## Excerpted data
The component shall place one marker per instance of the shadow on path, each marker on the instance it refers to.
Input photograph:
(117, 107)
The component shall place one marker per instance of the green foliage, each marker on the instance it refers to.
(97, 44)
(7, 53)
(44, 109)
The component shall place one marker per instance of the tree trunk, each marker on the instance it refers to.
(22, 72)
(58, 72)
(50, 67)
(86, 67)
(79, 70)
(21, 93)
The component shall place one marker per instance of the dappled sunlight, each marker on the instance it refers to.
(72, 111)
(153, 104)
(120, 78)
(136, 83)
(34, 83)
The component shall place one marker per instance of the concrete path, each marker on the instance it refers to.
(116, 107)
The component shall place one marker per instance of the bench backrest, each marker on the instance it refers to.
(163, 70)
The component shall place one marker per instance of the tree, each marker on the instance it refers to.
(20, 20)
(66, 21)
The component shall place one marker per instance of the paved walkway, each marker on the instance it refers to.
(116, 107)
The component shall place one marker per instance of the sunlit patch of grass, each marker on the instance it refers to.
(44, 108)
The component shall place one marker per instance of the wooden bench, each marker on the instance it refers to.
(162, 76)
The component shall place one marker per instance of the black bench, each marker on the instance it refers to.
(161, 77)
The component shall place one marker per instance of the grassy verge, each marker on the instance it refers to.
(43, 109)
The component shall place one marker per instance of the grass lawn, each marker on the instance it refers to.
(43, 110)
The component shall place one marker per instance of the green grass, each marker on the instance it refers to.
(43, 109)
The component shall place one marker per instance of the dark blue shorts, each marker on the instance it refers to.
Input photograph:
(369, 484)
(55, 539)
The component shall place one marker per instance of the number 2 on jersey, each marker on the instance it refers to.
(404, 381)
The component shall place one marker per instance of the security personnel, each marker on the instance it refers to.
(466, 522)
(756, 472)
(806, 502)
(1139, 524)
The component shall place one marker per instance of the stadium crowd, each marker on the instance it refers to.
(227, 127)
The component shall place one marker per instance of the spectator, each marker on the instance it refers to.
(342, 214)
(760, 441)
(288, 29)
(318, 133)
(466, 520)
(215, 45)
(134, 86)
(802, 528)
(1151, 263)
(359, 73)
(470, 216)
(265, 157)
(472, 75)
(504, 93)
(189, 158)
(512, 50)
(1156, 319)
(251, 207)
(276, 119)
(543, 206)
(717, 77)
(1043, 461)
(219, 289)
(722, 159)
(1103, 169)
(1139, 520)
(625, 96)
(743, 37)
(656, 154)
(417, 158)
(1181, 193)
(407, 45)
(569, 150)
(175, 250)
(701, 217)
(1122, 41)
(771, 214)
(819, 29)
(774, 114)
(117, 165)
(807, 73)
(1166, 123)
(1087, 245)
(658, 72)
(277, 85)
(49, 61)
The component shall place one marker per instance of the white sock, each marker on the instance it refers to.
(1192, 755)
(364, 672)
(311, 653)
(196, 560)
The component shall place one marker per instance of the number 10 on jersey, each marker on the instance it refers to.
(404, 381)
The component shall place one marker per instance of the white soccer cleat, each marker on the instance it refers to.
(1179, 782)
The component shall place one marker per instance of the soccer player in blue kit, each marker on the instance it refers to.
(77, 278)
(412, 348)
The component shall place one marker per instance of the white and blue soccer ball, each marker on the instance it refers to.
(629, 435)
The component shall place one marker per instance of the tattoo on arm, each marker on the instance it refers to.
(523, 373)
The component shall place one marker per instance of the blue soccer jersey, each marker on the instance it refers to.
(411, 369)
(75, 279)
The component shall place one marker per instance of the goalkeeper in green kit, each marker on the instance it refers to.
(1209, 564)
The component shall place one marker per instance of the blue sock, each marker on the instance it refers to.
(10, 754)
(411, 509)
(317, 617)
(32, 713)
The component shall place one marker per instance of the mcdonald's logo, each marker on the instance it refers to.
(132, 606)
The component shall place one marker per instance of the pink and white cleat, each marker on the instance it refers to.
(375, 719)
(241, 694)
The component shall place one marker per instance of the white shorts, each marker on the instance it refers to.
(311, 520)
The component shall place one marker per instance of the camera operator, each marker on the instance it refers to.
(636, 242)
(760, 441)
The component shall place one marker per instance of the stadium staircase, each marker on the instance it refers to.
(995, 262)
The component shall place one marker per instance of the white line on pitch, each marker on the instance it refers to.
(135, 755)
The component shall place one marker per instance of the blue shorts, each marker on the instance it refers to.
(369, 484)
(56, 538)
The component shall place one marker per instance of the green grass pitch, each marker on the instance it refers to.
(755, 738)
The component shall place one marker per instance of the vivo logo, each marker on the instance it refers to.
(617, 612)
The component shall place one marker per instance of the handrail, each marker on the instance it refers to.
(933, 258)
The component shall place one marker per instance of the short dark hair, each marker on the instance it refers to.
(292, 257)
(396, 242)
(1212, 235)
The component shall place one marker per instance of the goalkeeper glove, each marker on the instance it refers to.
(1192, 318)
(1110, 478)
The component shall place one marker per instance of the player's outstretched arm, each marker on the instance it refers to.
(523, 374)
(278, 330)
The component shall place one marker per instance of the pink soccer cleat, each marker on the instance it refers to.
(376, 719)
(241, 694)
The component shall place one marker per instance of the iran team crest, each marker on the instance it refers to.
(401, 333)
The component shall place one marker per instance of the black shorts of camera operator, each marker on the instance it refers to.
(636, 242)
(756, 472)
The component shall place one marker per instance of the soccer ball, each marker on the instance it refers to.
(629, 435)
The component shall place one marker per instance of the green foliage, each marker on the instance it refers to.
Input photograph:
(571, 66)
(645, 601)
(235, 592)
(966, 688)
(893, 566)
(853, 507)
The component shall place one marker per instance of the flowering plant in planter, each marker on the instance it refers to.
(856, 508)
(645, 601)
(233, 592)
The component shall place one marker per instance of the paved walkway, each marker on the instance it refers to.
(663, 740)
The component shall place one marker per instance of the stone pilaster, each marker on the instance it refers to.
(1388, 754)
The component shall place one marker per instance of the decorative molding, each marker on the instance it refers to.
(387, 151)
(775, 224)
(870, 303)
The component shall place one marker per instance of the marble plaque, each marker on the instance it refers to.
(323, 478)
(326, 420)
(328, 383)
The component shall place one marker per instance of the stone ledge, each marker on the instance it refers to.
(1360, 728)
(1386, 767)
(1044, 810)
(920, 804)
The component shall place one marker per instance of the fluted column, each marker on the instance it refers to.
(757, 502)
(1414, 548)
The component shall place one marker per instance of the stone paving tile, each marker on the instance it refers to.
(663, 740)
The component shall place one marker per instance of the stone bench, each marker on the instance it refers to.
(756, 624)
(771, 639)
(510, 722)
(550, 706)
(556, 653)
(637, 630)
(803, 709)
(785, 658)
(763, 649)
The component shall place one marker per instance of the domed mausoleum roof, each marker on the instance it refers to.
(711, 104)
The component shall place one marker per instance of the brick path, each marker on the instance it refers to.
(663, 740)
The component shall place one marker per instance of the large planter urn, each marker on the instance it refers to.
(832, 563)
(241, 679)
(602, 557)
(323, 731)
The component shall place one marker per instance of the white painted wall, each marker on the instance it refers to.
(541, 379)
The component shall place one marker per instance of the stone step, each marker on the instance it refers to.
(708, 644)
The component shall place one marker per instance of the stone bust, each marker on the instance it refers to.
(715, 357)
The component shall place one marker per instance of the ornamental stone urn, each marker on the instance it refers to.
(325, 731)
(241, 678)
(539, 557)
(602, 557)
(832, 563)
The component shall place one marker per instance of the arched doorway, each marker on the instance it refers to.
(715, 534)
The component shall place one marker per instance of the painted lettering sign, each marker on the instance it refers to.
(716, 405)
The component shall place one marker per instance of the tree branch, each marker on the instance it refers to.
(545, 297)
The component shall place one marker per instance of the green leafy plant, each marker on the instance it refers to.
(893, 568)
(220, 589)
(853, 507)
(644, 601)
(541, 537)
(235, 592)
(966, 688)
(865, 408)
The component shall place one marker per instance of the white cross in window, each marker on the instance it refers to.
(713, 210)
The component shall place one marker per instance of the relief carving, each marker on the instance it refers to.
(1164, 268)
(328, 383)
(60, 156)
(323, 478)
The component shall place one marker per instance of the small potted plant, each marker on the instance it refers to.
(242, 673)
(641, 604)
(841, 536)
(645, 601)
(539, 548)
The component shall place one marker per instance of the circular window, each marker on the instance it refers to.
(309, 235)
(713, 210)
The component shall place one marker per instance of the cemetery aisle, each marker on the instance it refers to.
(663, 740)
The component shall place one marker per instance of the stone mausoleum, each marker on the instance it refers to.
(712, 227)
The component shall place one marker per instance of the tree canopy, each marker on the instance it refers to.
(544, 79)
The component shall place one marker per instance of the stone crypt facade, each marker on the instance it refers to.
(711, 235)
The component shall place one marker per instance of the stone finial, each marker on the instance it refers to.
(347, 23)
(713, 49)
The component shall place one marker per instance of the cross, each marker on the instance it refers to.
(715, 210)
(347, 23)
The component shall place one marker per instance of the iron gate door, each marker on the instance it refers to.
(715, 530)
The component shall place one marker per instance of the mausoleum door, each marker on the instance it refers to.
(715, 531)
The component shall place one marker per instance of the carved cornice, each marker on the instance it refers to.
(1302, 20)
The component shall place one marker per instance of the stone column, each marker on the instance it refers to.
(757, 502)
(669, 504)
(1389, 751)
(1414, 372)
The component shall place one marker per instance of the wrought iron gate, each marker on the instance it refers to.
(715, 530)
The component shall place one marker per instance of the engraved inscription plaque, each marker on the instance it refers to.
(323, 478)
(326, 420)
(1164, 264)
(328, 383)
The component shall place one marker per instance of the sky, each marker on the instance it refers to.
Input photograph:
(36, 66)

## Given request
Please reproduce the records word for word, covering the stretch from the line containing "of the security" through the line containing "(1139, 524)", with both of those lines included.

## Correct output
The component shall place one marker per instance of the security personnel, each marker on the instance it refers to.
(466, 522)
(756, 472)
(806, 502)
(1139, 524)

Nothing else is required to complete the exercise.